* WHAT YOU NEED TO DO *
From the entries below, return exactly the lines beginning at the one that contains "A point belongs on each instance of the calm" and ending at the one that contains "A point belongs on each instance of the wispy", both of them included, and only those lines.

* AVAILABLE DATA *
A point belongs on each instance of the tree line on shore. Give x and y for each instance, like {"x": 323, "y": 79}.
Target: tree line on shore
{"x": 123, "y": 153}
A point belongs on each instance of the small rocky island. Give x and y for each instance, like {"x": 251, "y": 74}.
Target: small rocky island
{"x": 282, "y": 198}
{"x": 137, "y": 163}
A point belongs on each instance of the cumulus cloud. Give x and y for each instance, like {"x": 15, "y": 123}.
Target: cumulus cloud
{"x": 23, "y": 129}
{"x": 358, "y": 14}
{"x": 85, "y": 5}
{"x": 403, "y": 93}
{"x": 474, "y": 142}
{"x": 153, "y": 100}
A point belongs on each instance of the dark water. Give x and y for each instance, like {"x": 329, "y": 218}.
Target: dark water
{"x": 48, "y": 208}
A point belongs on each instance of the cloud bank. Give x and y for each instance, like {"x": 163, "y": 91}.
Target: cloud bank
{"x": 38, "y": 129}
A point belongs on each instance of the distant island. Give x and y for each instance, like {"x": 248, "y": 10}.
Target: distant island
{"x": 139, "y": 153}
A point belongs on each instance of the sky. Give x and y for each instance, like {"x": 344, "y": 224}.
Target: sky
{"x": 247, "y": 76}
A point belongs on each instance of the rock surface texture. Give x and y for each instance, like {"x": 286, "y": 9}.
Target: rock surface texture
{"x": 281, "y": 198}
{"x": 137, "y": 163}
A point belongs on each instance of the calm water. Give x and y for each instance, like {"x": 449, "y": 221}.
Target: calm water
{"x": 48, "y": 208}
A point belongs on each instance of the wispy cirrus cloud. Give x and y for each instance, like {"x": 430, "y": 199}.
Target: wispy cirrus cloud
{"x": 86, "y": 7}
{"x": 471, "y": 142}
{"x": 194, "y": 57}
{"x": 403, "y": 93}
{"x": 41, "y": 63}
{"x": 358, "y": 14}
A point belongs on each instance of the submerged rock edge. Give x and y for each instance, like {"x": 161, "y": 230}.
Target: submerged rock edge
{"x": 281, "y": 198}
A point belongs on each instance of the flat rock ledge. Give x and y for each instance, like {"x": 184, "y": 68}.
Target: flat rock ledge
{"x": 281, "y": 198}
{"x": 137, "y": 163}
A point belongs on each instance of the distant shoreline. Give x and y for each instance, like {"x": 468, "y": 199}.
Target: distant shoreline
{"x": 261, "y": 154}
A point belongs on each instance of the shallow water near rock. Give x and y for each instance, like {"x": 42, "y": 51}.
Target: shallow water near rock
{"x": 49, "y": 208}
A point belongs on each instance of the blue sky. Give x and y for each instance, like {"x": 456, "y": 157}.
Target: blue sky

* ANSWER BELOW *
A point belongs on each instance of the calm water. Give x and y for each instance, like {"x": 449, "y": 221}.
Target: calm water
{"x": 48, "y": 208}
A point belongs on each instance of the wispy cirrus cloud. Give x and y for each instance, like {"x": 430, "y": 199}.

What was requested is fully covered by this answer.